◆ **TEXT EXTRACT**:

========

On average across rounds, the internal consistency of the trust measure was good (average Cronbach’s α = 0.87). There was an effect of Round on the participant’s trust in the DMD, F(2, 28) = 4.05, p = 0.029, partial-η2 = 0.22 (Figure 1). Trust in the DMD was significantly higher than Baseline in Round 4, F(1, 14) = 5.45, p = 0.035, partial-η2 = 0.20. While trust was higher than baseline in Round 3, the difference did not reach significance, F(1, 14) = 3.51, p = 0.082, partial-η2 = 0.20. There was no significant effect of Round on Score to Par, F(3, 45) = 0.304, p = 0.80, partial-η2 = 0.02 (Figure 1).

Responses and descriptive statistics from the 1-month follow-up indicated that only one participant began using a DMD consistently following the participation in the study. Further, for those participants who had not yet began to use a DMD, when asked to indicate on a scale of 1 (very unlikely) to 7 (likely) how likely they would be to start using a DMD or purchasing one in the near future, the sample was fairly split with a mean of 4.41 and range between 2 and 7 (Figure 2A). Participants also varied in their responses to an open-ended question asking participants what factors influence their decision to purchase a DMD in the future or not. For those participants who do not intend to purchase or use in the near future, factors such as confidence in their own ability, experience at their home course, no perceived impact on their performance, being comfortable in their own routines, or cost of the device were mentioned. For those participants who were more likely to purchase or use a device in the near future, factors such as added confidence in their decision making (i.e., club selection), greater accuracy in yardage estimation, added value when playing courses they are not familiar with, and to speed up pace of play.

FIGURE 2
www.frontiersin.org

Figure 2. Histograms of the number of participants who provided a particular response on a seven-item Likert scale to follow-up questions. Note the different y-axis scale used in C. (A) DMD non-users indicated on a scale of 1 (very unlikely) to 7 (likely) how likely they would be to purchase a DMD. (B) DMD users indicated how much they missed their DMD when asked to play without it on a scale of 1 (did not miss at all) to 7 (miss it very much). (C) DMD users indicated on a scale of 1 (very unlikely) to 7 (very likely) how likely they would purchase another DMD.

DMD Users

Again, on average across rounds, the internal consistency of the confidence measure was excellent (average Cronbach’s α = 0.95). There was a significant effect of Round on participant’s confidence in their own ability to estimate yardage, F(3.16, 85.5) = 2.72, p = 0.047, partial-η2 = 0.09 (Figure 1). Round 3, where the participants stopped using the DMD, had lower confidence compared to Baseline, F(1, 27) = 7.05, p = 0.013, partial-η2 = 0.21. None of the other Rounds were significantly different than Baseline, [Round 1, F(1, 27) = 2.58, p = 0.12, partial-η2 = 0.09; Round 2, F(1, 27) = 3.86, p = 0.06, partial-η2 = 0.125; Round 4, F(1, 27) = 2.00, p = 0.17, partial-η2 = 0.07; Round 5, F(1, 27) = 1.85, p = 0.19, partial-η2 = 0.06].

========

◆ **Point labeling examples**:
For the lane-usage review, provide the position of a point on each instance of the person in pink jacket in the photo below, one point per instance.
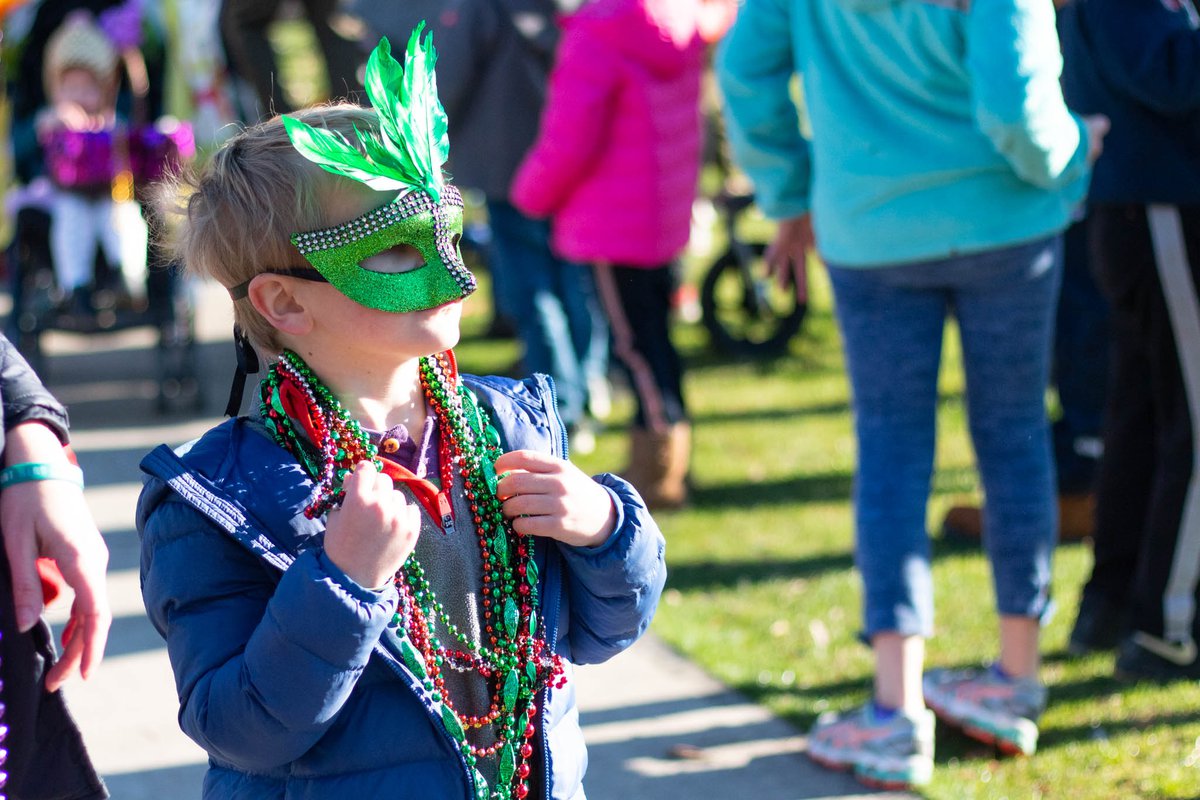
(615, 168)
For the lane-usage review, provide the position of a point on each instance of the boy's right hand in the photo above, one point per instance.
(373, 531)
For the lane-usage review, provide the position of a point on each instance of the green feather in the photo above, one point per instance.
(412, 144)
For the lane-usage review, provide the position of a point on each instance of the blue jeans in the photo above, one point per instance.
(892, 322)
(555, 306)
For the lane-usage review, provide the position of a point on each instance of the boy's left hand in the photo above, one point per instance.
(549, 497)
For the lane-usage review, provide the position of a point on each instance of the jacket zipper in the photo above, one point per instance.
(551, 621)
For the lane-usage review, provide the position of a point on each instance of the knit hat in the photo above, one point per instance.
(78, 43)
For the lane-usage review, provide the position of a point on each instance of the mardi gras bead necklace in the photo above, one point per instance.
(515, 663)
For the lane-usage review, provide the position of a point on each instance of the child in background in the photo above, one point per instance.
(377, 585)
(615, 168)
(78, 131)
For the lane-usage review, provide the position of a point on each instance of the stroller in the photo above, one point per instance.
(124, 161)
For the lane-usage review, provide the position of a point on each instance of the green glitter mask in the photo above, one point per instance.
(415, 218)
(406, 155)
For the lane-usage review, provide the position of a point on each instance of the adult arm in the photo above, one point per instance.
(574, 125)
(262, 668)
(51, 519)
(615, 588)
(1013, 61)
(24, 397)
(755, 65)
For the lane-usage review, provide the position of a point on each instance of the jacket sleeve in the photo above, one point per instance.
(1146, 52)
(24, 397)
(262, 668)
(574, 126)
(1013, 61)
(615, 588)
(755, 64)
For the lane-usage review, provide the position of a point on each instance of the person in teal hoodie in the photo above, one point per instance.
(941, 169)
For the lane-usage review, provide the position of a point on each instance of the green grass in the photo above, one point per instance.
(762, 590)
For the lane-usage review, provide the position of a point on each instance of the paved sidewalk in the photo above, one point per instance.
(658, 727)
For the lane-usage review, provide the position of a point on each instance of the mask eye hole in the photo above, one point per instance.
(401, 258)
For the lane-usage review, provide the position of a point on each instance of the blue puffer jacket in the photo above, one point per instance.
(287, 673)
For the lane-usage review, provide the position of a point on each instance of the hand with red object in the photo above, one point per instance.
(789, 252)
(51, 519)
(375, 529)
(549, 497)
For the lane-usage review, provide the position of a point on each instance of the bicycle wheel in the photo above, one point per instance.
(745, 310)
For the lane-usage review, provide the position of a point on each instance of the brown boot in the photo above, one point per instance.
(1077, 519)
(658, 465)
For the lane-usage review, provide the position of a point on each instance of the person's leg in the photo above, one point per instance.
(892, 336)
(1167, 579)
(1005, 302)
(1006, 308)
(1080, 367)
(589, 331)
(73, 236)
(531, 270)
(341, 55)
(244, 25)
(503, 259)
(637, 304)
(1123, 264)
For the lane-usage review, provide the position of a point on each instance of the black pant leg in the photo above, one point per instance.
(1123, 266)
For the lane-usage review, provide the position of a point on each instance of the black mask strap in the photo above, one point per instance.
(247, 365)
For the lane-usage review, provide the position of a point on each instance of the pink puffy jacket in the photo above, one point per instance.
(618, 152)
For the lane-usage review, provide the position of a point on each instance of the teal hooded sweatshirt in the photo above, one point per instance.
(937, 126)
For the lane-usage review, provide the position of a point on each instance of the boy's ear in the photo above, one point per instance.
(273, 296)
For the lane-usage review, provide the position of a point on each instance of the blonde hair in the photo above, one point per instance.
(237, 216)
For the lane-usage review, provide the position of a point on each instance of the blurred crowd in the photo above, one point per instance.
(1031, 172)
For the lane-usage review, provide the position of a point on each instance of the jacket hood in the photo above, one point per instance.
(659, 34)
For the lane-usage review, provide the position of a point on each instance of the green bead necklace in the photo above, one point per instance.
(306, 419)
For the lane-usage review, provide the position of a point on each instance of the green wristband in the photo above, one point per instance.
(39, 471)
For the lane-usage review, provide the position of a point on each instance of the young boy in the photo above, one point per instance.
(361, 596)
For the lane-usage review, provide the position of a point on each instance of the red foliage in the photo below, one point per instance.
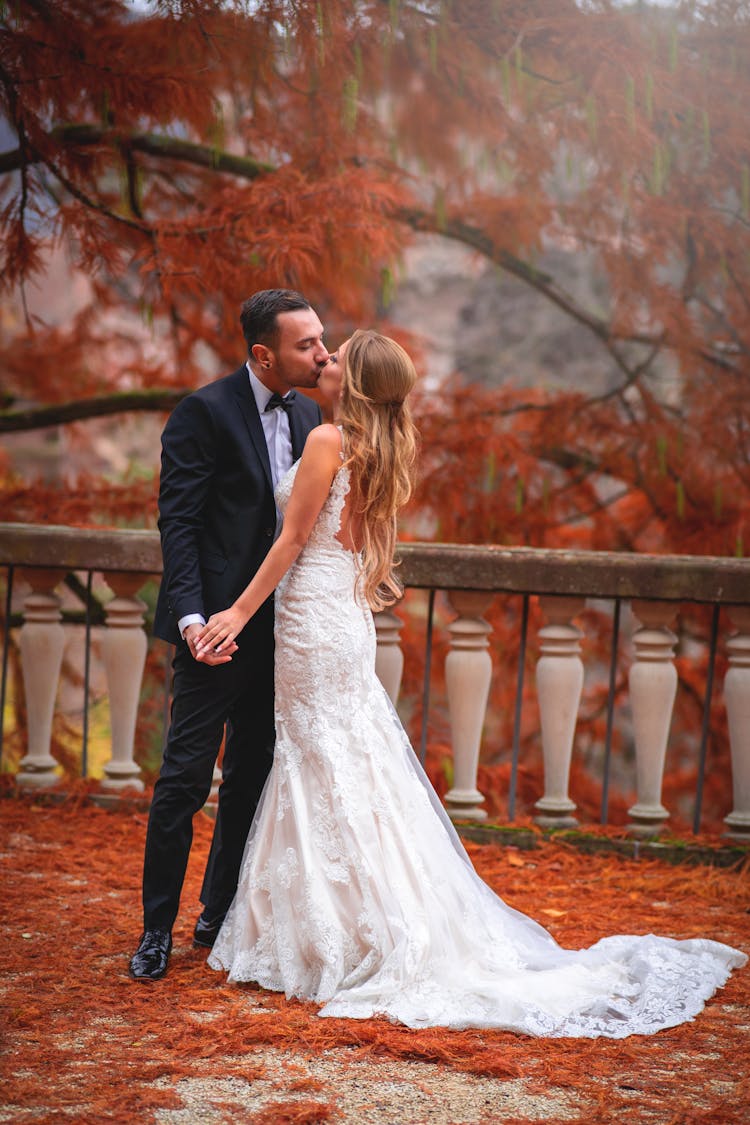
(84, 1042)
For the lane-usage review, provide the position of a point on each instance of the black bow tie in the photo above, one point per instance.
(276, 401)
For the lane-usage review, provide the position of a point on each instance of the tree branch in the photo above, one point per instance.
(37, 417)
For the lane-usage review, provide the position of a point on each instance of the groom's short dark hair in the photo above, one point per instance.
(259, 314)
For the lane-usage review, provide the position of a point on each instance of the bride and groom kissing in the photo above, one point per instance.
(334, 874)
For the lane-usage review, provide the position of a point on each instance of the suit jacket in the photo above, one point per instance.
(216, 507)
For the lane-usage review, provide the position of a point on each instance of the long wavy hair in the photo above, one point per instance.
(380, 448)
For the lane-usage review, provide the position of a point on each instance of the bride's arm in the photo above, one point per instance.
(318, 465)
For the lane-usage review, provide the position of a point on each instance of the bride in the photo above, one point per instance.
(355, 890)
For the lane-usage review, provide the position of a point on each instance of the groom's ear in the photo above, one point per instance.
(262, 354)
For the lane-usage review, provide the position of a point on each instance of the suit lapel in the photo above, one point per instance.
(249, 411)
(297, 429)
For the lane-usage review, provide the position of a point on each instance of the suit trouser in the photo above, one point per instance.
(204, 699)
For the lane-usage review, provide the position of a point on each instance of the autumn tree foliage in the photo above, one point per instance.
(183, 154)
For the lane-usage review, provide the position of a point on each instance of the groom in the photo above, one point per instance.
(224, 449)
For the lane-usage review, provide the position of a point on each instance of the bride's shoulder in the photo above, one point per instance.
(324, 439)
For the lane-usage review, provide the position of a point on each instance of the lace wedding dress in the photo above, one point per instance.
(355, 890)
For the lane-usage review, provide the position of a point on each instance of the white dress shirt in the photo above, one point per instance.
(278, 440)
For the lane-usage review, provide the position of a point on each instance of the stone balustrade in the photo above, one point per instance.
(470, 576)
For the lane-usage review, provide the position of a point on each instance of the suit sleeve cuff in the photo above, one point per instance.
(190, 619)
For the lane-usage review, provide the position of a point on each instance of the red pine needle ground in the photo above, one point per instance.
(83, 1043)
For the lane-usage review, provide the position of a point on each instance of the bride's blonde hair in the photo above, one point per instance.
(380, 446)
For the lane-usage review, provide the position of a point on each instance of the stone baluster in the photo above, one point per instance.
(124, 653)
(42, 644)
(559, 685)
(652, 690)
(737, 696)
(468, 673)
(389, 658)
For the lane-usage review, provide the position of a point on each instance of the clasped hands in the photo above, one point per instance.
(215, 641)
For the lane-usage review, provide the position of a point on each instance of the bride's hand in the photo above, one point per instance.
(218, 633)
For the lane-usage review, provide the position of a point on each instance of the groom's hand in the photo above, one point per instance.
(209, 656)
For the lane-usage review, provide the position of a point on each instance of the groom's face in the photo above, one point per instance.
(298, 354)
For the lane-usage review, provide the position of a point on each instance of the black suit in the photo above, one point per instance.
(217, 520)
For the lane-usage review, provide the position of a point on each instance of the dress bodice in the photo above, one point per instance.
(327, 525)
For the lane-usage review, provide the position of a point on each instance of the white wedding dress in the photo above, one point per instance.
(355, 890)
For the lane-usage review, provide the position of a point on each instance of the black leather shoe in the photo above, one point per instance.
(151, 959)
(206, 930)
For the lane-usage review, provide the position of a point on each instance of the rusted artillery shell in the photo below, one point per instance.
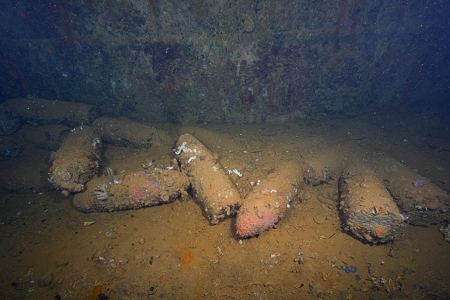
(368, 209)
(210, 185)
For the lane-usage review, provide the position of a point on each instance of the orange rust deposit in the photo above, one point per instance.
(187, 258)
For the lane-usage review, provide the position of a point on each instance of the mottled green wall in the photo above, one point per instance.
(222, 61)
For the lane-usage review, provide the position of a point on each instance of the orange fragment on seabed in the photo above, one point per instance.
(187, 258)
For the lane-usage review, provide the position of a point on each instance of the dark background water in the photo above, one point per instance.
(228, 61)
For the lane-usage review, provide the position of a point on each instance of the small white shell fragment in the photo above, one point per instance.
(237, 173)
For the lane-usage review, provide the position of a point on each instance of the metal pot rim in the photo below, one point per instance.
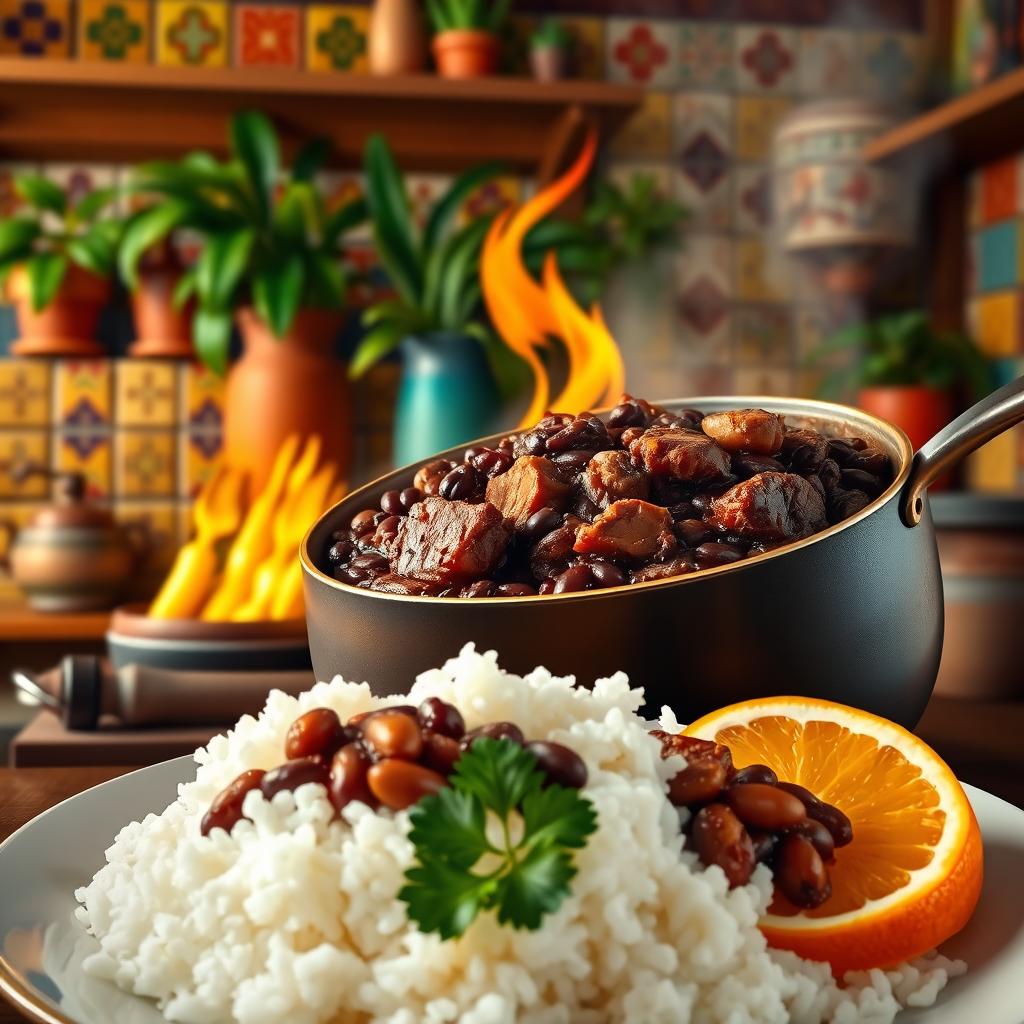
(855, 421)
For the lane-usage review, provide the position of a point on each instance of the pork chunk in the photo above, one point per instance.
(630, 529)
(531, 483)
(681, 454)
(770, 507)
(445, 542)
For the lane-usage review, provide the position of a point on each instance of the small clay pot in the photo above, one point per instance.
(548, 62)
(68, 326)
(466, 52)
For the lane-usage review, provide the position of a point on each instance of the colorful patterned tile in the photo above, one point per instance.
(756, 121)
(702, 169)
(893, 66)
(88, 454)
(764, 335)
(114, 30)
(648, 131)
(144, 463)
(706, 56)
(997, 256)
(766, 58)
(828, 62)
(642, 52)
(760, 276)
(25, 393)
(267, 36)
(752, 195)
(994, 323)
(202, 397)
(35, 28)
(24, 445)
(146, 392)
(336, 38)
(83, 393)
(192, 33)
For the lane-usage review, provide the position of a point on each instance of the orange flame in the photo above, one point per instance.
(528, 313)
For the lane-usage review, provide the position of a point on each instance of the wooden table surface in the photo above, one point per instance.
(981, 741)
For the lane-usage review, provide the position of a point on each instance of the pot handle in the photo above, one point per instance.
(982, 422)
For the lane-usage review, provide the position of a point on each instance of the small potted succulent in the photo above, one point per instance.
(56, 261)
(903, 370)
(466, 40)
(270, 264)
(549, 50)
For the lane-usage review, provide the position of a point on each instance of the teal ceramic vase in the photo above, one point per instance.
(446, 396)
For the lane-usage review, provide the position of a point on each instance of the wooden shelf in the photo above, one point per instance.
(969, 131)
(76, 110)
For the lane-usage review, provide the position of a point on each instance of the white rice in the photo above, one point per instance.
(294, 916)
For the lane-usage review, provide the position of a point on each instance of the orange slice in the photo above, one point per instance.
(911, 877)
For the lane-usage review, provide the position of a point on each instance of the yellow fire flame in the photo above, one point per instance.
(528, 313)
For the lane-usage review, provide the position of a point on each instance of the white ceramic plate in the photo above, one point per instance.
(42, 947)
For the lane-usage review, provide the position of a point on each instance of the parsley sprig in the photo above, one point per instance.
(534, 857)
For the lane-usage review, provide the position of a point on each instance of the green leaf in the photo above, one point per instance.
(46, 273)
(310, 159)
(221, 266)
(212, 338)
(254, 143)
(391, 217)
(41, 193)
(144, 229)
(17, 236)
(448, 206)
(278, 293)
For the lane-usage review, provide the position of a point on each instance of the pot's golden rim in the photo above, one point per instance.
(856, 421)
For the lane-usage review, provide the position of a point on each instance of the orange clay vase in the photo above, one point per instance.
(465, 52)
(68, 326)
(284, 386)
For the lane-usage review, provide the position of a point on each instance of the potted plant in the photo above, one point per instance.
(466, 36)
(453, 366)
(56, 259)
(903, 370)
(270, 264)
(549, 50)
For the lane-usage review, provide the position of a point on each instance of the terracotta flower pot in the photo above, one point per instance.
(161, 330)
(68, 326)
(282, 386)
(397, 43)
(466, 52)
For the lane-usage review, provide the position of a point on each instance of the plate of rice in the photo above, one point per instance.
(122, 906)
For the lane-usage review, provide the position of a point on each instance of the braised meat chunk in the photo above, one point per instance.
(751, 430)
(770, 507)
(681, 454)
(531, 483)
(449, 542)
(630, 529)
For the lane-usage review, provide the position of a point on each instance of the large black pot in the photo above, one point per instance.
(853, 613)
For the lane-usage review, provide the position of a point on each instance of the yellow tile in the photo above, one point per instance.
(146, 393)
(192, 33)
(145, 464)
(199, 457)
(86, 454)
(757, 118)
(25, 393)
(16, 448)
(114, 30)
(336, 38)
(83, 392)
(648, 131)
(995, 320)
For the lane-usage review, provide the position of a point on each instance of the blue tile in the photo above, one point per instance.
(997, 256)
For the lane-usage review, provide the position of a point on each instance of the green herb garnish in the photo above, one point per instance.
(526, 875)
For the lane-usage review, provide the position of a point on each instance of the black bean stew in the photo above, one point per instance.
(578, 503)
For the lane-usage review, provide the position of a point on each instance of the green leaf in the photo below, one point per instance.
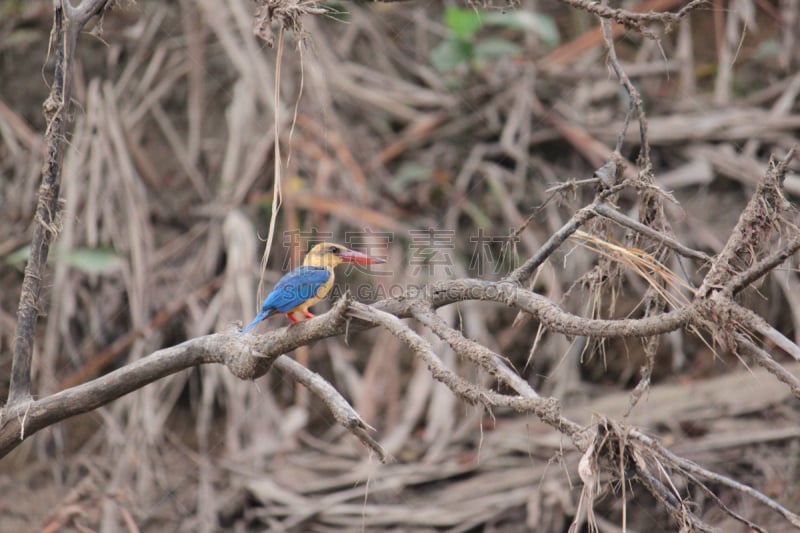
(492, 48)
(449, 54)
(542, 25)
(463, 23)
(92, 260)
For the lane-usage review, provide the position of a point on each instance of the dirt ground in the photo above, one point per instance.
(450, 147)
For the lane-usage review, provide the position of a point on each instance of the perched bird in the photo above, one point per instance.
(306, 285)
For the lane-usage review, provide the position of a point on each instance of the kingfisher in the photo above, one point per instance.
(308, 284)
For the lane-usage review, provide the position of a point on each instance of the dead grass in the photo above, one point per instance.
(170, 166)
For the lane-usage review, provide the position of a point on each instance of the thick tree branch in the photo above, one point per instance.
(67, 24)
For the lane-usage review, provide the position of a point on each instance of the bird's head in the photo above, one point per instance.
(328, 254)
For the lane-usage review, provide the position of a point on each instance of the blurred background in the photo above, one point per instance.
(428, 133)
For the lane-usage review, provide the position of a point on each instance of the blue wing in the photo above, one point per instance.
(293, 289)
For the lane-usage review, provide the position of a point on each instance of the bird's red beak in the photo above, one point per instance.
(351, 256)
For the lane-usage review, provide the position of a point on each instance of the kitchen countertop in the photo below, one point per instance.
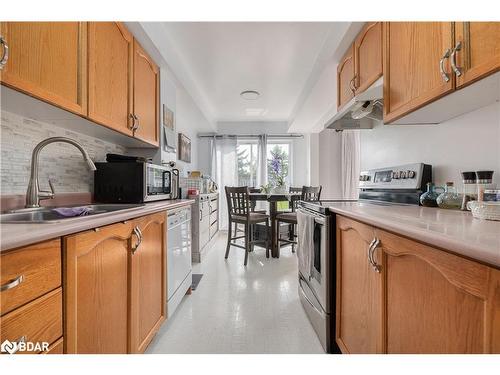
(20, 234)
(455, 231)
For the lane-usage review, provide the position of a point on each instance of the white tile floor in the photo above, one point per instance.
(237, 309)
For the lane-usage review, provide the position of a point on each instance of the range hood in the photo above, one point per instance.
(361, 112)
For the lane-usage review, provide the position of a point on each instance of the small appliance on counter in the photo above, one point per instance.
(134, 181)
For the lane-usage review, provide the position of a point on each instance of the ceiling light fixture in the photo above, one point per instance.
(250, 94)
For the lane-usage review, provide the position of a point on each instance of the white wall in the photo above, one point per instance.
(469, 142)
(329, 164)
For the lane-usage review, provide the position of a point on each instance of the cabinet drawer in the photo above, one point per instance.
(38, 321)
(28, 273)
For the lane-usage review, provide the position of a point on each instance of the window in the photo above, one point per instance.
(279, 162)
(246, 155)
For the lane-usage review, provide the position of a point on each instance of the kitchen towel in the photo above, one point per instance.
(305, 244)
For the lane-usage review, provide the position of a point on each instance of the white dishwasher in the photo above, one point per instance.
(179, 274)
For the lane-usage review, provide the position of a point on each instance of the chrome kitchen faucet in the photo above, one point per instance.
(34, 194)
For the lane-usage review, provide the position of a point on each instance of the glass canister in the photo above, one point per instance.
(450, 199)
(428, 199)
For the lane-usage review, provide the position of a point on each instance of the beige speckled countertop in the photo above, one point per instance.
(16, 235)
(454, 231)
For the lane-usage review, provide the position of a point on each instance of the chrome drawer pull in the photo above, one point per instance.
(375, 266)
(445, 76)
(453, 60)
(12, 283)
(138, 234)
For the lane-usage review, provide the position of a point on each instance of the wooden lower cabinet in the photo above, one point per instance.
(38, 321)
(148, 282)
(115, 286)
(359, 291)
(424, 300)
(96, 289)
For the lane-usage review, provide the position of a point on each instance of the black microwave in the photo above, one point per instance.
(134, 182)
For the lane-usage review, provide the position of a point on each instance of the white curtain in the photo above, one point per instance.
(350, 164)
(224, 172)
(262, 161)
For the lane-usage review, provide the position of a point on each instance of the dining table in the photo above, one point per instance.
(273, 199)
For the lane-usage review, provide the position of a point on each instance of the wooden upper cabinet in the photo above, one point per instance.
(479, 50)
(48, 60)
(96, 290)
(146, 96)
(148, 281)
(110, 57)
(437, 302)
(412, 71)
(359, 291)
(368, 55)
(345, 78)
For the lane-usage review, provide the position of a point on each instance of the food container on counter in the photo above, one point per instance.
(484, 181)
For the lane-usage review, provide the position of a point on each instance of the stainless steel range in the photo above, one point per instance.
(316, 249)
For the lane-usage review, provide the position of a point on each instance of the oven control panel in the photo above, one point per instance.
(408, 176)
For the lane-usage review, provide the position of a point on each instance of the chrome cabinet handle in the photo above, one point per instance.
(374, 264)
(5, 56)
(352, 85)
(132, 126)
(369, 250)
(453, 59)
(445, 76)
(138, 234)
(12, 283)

========

◆ **EXERCISE TASKS**:
a – List every factor that the study excerpt says was mentioned by participants who do not intend to purchase or use a DMD in the near future.
b – Count the lines of the records that contain the word "orange", treating uppercase and lowercase as different, and give only the number.
The study excerpt and the records have no connection to each other.

◆ **SOLUTIONS TO EACH TASK**:
a –
- Confidence in their own ability
- Experience at their home course
- No perceived impact on their performance
- Being comfortable in their own routines
- Cost of the device

b – 5